Objective.
Substitute "placing one mark" for "dropping one point" in everything from the line containing "instance: [(542, 164)]" down to the line containing "[(298, 504)]", changing nothing else, and write out only those lines without the pictures.

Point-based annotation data
+++++

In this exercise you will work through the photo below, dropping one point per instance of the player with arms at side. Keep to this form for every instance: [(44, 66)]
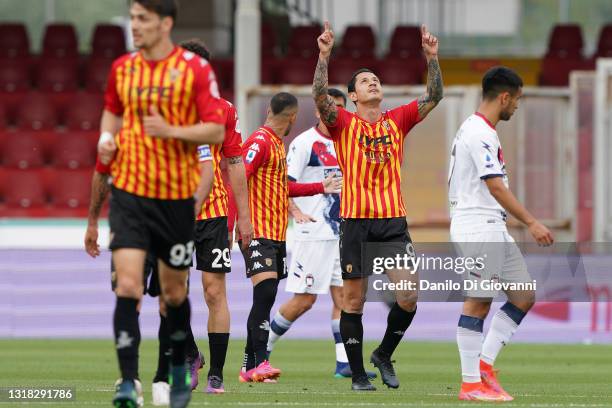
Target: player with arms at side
[(315, 264), (154, 180), (369, 145), (212, 243), (100, 190), (269, 190), (479, 198)]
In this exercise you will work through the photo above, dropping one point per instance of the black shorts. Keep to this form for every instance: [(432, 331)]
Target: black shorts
[(150, 277), (162, 227), (212, 246), (266, 255), (362, 239)]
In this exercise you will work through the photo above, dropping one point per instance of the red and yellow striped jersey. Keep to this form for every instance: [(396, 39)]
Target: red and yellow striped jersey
[(184, 90), (370, 156), (266, 170), (216, 203)]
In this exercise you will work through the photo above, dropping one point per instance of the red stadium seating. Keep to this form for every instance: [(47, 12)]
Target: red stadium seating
[(36, 112), (401, 72), (84, 111), (108, 41), (303, 42), (23, 150), (24, 193), (96, 74), (297, 71), (341, 70), (58, 75), (405, 42), (70, 192), (14, 40), (73, 150), (604, 45), (358, 41), (565, 41), (60, 41)]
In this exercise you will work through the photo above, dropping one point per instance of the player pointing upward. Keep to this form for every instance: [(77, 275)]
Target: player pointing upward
[(369, 146)]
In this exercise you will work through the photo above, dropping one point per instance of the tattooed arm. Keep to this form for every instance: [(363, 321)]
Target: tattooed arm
[(324, 103), (434, 94), (100, 188)]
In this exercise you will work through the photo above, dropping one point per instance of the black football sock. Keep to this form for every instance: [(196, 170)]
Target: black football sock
[(217, 343), (164, 352), (351, 329), (398, 321), (264, 294), (178, 325), (127, 336)]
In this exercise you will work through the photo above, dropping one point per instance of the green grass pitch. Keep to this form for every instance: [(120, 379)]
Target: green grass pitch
[(537, 375)]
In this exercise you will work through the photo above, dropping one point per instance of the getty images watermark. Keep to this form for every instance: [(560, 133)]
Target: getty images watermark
[(476, 276)]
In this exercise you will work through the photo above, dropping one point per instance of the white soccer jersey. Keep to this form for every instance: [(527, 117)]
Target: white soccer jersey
[(311, 159), (475, 156)]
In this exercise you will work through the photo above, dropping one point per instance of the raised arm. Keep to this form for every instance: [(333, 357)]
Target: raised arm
[(325, 103), (434, 94)]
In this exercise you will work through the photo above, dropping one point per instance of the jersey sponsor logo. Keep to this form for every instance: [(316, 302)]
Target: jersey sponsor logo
[(250, 156), (384, 140)]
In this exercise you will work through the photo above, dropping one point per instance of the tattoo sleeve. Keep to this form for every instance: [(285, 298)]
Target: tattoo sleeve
[(234, 160), (434, 94), (100, 188), (325, 104)]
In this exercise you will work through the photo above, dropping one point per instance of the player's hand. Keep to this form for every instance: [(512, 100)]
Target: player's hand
[(302, 218), (332, 184), (91, 241), (245, 229), (429, 42), (156, 125), (106, 151), (541, 234), (326, 40)]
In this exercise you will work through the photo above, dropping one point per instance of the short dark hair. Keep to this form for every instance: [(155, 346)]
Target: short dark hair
[(351, 84), (336, 93), (197, 47), (500, 79), (282, 101), (163, 8)]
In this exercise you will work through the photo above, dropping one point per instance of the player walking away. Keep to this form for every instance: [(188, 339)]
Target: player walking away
[(269, 191), (369, 146), (211, 235), (315, 264), (479, 198), (152, 206), (100, 189)]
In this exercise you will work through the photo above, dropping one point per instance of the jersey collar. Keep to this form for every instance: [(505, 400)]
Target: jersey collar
[(480, 115)]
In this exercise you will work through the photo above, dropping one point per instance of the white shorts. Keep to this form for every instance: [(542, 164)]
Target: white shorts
[(315, 266), (502, 260)]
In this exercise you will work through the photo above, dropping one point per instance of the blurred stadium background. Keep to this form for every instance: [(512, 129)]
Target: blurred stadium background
[(54, 58)]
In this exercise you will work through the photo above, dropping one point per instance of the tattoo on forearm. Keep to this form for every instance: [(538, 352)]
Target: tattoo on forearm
[(325, 104), (234, 160), (435, 91), (99, 191)]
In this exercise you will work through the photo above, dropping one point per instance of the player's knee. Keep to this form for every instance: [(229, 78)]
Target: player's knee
[(214, 296), (174, 295)]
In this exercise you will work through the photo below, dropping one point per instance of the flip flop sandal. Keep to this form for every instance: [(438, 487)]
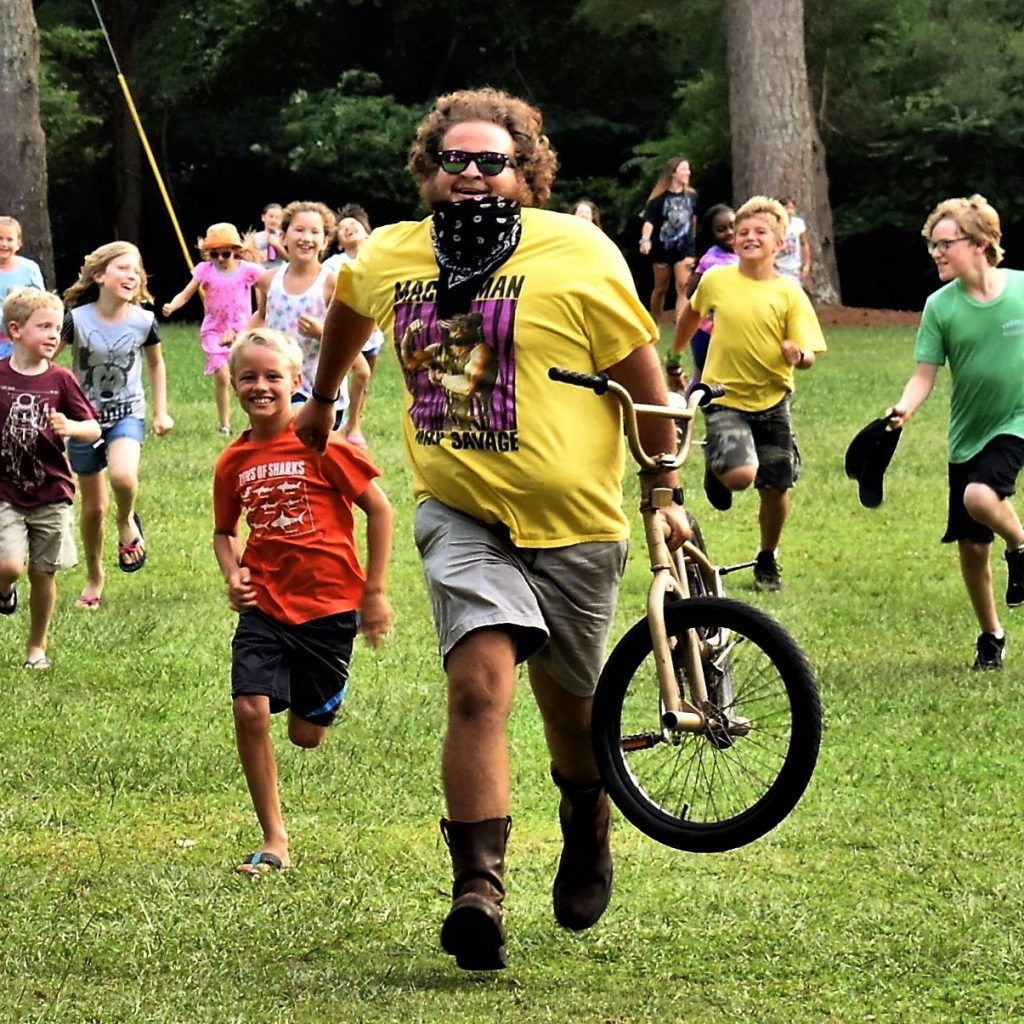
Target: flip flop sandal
[(261, 862), (131, 549)]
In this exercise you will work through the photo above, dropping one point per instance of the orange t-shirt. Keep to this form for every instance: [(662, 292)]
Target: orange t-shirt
[(298, 504)]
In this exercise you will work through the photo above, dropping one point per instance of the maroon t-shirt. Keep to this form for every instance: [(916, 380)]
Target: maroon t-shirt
[(34, 468)]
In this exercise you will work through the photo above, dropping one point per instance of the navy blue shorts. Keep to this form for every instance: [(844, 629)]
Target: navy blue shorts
[(304, 668), (997, 466)]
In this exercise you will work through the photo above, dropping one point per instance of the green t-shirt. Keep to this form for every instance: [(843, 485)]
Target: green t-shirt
[(983, 343)]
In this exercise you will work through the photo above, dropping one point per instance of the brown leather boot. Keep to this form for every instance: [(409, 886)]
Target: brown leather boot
[(472, 932), (583, 883)]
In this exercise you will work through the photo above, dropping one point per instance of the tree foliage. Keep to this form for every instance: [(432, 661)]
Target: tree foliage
[(248, 100)]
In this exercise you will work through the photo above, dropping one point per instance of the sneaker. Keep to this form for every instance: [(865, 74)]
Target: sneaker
[(1015, 578), (767, 574), (990, 649), (718, 494)]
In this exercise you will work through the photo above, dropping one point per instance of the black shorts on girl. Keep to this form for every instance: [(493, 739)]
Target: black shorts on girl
[(997, 466), (304, 667)]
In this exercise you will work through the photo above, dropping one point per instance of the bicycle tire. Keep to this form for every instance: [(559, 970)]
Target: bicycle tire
[(688, 791)]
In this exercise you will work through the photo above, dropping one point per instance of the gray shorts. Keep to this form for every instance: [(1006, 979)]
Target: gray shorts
[(557, 602), (765, 439), (44, 534)]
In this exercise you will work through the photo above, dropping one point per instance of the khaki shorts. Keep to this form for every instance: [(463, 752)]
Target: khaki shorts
[(45, 534), (557, 602)]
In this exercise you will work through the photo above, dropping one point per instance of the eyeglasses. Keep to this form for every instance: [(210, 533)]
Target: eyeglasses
[(488, 164), (942, 246)]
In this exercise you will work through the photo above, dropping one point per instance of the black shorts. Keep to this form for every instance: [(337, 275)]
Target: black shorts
[(996, 465), (735, 437), (673, 256), (304, 668)]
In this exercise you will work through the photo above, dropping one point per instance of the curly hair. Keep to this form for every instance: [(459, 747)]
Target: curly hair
[(536, 160), (976, 218), (309, 206), (86, 290)]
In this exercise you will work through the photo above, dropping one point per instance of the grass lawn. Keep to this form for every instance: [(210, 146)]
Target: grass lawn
[(894, 892)]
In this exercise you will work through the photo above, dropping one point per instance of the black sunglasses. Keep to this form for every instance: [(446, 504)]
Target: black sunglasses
[(488, 164)]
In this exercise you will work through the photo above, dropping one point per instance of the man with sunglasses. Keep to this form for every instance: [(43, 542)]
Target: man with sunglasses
[(519, 521), (976, 324)]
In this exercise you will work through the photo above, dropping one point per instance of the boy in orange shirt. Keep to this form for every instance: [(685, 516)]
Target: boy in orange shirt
[(298, 585)]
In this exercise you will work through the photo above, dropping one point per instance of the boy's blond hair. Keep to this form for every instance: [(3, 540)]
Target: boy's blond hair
[(13, 222), (770, 209), (266, 337), (976, 218), (23, 302)]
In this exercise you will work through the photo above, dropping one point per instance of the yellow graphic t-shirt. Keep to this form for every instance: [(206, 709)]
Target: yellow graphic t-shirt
[(487, 432), (752, 320)]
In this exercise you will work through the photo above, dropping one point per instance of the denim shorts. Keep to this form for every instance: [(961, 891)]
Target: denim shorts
[(557, 602), (88, 459)]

+++++

Full answer.
In this exercise you will work through the photo above, placing one mark per instance of the white shorts. Keep to this form for every instance: [(542, 164)]
Target: white shorts
[(315, 266), (502, 260)]
In this exercise you will work through the photo above, placing one mark per instance of the blurred stadium background. Keep to this form for every instance: [(512, 129)]
Target: blurred stadium background
[(54, 58)]
In this exercise you will work through the photo above, placing one mark per instance of the tattoo on forearm. Keep to this form for every instance: [(538, 352)]
Target: tattoo on forearm
[(325, 104), (234, 160), (435, 91), (99, 191)]
In this exercise you will work through the photo above, placing one mark per instance of the player's knee. Keep to this form for every instance: [(229, 78)]
Target: player's knee
[(214, 296), (174, 295)]
In this exercise you will work through the photo below, placing one mark per instance of the flip flop sandal. Keep to this form for every instance: [(438, 487)]
Target: flip flop sandal
[(261, 862), (131, 549)]
In this exercise you will work through the photo above, placing one mark per instance of the orange t-shirt. Keep to this form for every instance: [(662, 292)]
Target: orange t-shirt
[(298, 504)]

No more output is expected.